> **Exercise**: Carry on the forum thread of "prime case of stupid" stories, starting right after its final sentence.

> **Source**:
Jump to content
IGNORED

What's YOUR "prime case of stupid"?


Trader

Recommended Posts

I was 15 and didn't have the money to fix the rear brakes on my Kawasaki 90, so I would stop it by down shifting to 1st and popping the clutch. The back tire would slide me to a stop. WAIT, that's not the dumb part!

 

The girl who lived across the street from me had invited the whole cheerleader squad over to practice in her front yard.

I came home on the bike, turn into the driveway and pop a wheelie. I ride the wheelie almost to the end of the driveway, bring the front wheel down and down shift to first to stop, problem was I down shifted to neutral instead of first. I pop the clutch and it felt like I sped up instead of stopping. I rolled through my parents carport, into the utility room and stop when I hit the washing machine.

The cap on the gas tank catches me by the genitals and my nose on the window sill above the washing machine.

 

I was so embarrassed, I opened the window and climbed through it into the back yard and laid in the grass until I could walk again.

 

:rotfl::rotfl::rotfl::rotfl::thumbsup2: That is funny!

 

67 Chevelle convertible 396 and 17 years old. A friend and I were sent to the store for a beer run. Coming back I turn onto the road {fresh oil and stone} back to the party and lace into it hard. Two complete 360s ending up crossing the right hand ditch facing the road. Didn't do any damage to the car until I put it back in gear and jumped the ditch which pushed the radiator into the fan. DUH!:doh:

 

Same car had a quirk that would turn on the windshield wipers when it would be just about at top end. I always thought that it probably was my guardian angel telling me to slow down. :D

Link to comment
Share on other sites

This probably doesn't make my Top Ten List of Stupid, but it is motorcycle related.

 

The main cruising road in town where I live is about a mile long, on the west end there is a large parking lot that is used as a turnaround. It has been there for a long time.

 

Picture below shows it with the Venture setting in parking lot, just off of the street. I took this tonight to give a visual with this. As you can see to the left side of the entrance to the parking lot the pavement drops down to street level about 2 1/2 feet from the white line to the sidewalk.

 

About 30 years ago, I was on a 750 Honda and came turning into this lot, just about in line where the venture is sitting, way to fast. When I hit the incline, I was catapulted into the air, I maintained a death grip on the handle bars My body was straight up in the air, upside down as I clung to the bike. This was observed by my cousin behind me.

 

If this were the end of the story, it would have been an exiting ride. But, what goes up, must come down.

 

I quickly pivoted back down onto the seat of the bike, firmly mashing the family jewels.

> **Data provided**:
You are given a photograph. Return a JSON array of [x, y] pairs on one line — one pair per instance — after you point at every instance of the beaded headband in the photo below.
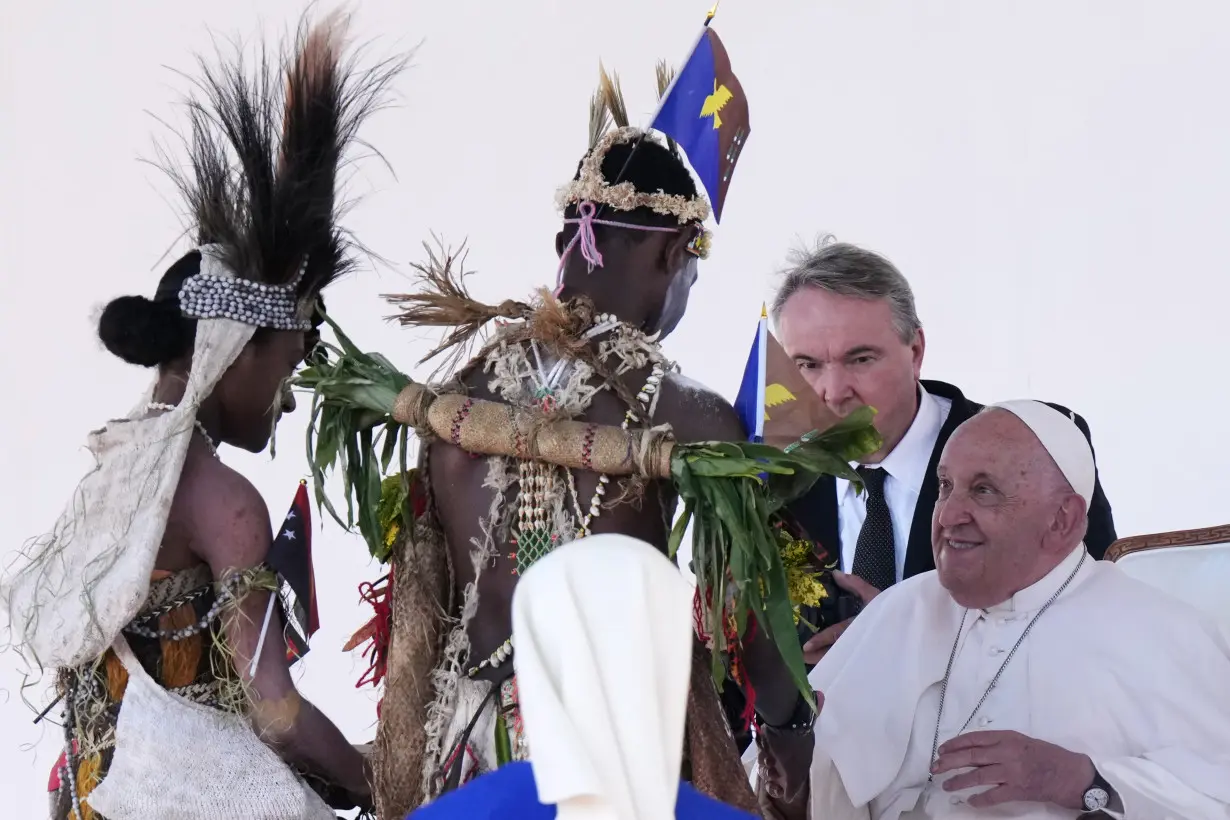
[[217, 293]]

> **Output for this task**:
 

I kept the bike up, but barely as I recall.

 

Gary

 

http://i1007.photobucket.com/albums/af193/gdingy101/IMG00079.jpg

Link to comment
Share on other sites

LOL... just remembered the stupidest thing I ever done (as if the other one wasn't...)

 

Had this 58 Dodge 2door that I was re-doing. Had the interior gutted and had the steering wheel off. Had to go somewhere and get some parts so I placed an old pop bottle crate in for a seat and jammed the steering wheel onto the shaft and off I went ... here comes a bend in the street and as I go to make the turn, the steering wheel comes off... here's the car... going straight and me trying to turn it with the steering wheel, in my hand, not connected to anything!! LMAO... so I jamb the steering wheel back onto the shaft and crank the steering, forgetting I'm sitting on a loose pop crate... yup... next thing I know, I'm heading for the floor, still trying to steer the car. Luckily by this time I'd slowed down a lot and had the sense to tromp on the binders otherwise I'm sure I woulda wound up in somebody's yard...or worse!

Link to comment
Share on other sites

Well last year on a group ride, there was a $50 pot that would go to the first person to ride from one stop to the next naked, and... Well, this year they've changed the name of the ride to "Naked Biker Run", and guess who is the guest of honor.

 

:whistling:

 

P.S. The annual ride is coming up this Saturday buy the way, in Durand, Wi. at noon starting at The Construction Zone Bar & Grill. A band and free food!

 

P.S.S. I'll be keeping my clothes on this time. Out in public anyway.

Link to comment
Share on other sites

Well I started this so I may as well add more to it!

 

I was riding my dirt bike around this farmers field and I guess we rode all dayaround the perimeter of the field where there was a gentle depression .

 

So this time I decided to ride uphill, thru the center of the field. I didn't realize that by the time the "gentle depression" reached the center fo the field, it was a big ditch.

 

As I was riding up the hill, it was hidden by tall weeds and next thing you know, I'm looking at a wall of dirt about 2 1/2 ft high right in front of me.

 

I tried to get the front end up...but not in time.

 

Next thing you know I was picking myself off the ground.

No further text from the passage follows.